## [STATED GOAL]
In the material below, start at the line containing "of the blurred" and stop after the line containing "pixel 246 56". Rewrite those lines with "instance" swapped for "occurrence", keep everything else unchanged, and omit the pictures.

## [LISTED ENTRIES]
● ● ● ● ●

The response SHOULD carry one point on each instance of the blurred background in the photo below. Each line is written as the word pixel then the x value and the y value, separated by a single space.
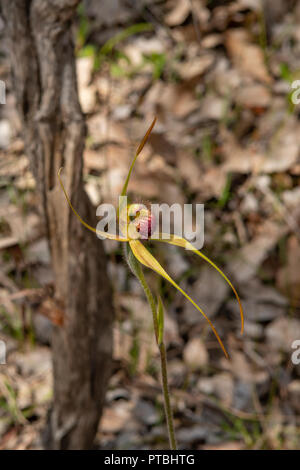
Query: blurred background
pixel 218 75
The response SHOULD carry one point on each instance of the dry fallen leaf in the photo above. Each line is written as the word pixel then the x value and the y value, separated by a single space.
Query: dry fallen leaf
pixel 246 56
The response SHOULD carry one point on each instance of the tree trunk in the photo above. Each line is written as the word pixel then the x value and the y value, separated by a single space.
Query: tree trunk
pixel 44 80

● ● ● ● ●

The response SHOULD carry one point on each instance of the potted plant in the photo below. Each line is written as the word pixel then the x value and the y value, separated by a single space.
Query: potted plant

● ● ● ● ●

## [WRITTEN SOLUTION]
The response SHOULD carry one point on each occurrence of the blurred background in the photo below. Each line is written as the word pixel then the x value and the y value, separated by a single space.
Query: blurred background
pixel 218 75
The response SHOULD carry one point on each occurrence of the dry fallen leaf in the photo above. Each line is written as the word pixel then the x value and the y value, separated by a single space.
Query: dry fallen leaf
pixel 246 56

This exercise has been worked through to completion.